-- Supplied data start --

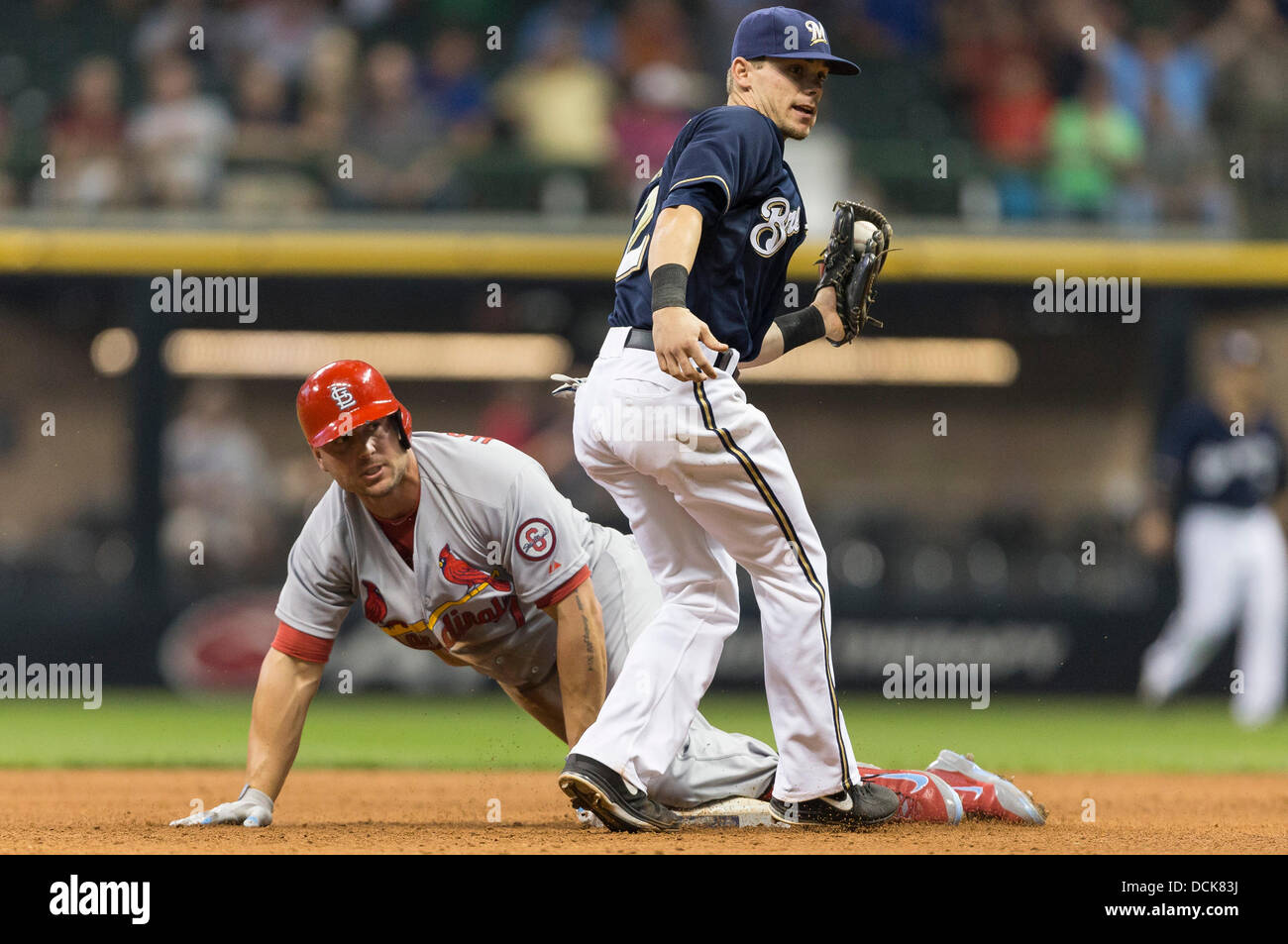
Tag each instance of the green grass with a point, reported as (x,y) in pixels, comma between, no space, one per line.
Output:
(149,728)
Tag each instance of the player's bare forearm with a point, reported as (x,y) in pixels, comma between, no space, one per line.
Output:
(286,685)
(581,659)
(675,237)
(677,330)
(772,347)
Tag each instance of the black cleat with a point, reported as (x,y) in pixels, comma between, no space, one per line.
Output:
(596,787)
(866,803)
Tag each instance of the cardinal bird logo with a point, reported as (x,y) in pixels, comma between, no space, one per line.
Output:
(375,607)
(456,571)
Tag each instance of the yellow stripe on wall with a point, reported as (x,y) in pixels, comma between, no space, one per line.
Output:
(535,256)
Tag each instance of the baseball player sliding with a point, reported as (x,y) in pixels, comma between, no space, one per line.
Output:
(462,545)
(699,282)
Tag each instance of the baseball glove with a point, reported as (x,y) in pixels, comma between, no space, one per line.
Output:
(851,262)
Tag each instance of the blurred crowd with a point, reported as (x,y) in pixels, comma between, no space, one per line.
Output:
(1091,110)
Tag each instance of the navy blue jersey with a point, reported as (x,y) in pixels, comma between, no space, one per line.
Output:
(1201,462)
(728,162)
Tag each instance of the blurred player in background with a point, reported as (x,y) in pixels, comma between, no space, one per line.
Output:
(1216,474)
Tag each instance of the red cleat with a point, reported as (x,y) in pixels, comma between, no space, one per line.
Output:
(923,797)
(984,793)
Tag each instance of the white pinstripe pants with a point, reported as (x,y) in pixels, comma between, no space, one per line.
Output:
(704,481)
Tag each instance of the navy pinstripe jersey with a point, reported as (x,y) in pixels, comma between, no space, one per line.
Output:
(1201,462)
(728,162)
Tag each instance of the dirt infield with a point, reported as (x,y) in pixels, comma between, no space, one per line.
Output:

-- Supplied data end --

> **Set exercise**
Would you duplicate the records word for word, starting at the line that contains "Tag each instance of the dirt" and ending at the end of the records?

> **Answer to this task**
Tag each instance of the dirt infield with a point, reported as (x,y) in pixels, comma between, no space, one per line.
Output:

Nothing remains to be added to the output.